**Extrait du document:**
**********

Panaït Istrati, écrivain roumain d'expression française, à publié une série de romans intitulée "Récits d'Adrien Zograffi", dont "Domnitza de Snagov" est la conclusion. Ces livres sont assez compliqués à se procurer, car pas réédités depuis les années 80, mais je suis parvenu à mettre la main sur une édition originale (dont les livrets de pages ont fâcheusement tendance à se désolidariser les uns des autres). "Domnitza de Snagov" raconte ainsi les aventures de bandits rebelles (appelés "haidouks") réunis sous l'autorité de Floarea Codrilor, veuve d'un ancien chef haidouks ayant pris sa relève, qui vont œuvrer pour la réunification de la Moldavie et de la Valachie, première étape de la naissance de la Roumanie moderne. L'œuvre nous plonge dans ces territoires vallonnés du fin fond de l'Europe en plein XIXe siècle, période d'éveil national et de lutte contre les dominations étrangères.

**********

**Enregistrements sources:**
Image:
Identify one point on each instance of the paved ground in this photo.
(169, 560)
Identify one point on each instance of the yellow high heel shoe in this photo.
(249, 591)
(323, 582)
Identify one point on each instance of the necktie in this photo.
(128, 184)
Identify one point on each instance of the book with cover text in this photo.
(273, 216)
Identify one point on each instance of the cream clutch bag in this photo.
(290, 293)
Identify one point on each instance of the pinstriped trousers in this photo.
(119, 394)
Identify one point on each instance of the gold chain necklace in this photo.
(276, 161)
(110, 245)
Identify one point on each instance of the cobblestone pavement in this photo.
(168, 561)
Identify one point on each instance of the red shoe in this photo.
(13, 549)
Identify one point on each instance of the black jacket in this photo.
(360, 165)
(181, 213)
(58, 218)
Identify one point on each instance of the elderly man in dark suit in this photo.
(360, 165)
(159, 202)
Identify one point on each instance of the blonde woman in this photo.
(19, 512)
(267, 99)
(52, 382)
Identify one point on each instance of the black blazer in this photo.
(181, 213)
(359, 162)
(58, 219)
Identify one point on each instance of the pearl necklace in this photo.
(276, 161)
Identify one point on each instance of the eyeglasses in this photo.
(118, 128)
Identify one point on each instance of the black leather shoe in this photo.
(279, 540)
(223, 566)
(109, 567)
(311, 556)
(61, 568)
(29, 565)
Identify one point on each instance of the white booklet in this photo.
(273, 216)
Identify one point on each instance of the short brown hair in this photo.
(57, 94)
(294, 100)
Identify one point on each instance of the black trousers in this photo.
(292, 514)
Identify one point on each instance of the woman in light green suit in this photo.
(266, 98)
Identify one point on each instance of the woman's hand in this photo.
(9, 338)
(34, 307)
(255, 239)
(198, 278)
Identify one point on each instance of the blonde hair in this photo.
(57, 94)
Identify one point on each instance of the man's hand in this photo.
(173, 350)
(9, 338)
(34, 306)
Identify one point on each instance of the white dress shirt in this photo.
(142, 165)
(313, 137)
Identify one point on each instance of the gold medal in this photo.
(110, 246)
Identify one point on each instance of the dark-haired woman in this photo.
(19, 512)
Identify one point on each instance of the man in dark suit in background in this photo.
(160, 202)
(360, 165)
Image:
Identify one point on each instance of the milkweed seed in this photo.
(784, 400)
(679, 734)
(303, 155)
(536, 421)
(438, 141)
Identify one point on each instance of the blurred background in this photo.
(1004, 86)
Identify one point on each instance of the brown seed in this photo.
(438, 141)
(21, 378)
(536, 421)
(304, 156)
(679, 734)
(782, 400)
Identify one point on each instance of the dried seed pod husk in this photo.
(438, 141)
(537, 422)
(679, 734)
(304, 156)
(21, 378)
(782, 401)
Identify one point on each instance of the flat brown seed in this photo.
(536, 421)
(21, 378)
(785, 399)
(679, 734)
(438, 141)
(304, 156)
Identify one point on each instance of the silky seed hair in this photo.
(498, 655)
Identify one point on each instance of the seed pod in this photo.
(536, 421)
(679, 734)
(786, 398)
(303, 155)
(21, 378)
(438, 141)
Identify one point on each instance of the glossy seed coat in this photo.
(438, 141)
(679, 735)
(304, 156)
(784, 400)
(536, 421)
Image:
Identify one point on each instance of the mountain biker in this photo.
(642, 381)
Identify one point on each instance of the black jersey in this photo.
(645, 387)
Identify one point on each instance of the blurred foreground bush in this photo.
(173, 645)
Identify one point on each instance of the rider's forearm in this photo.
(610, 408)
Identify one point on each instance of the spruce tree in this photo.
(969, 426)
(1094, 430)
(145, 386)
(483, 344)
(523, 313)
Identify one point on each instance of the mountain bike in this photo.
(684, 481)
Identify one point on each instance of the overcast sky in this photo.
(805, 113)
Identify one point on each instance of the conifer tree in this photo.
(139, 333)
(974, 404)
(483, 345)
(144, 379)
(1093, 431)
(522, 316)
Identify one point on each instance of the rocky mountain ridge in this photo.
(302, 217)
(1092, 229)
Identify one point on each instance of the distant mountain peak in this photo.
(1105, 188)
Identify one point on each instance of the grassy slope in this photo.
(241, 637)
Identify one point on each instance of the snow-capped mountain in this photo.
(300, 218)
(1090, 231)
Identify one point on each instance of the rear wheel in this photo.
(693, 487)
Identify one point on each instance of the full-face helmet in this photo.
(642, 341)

**********

**Consignes:**
a. Quels noms de pays, de régions ou de continent la présentation de « Domnitza de Snagov » cite-t-elle, en dehors des titres d'œuvres ?
b. Listez toutes les lignes des enregistrements qui contiennent le mot "suit".

**Corrigé:**
a. Moldavie, Valachie, Roumanie, Europe

b.
Identify one point on each instance of the elderly man in dark suit in this photo.
Identify one point on each instance of the woman in light green suit in this photo.
Identify one point on each instance of the man in dark suit in background in this photo.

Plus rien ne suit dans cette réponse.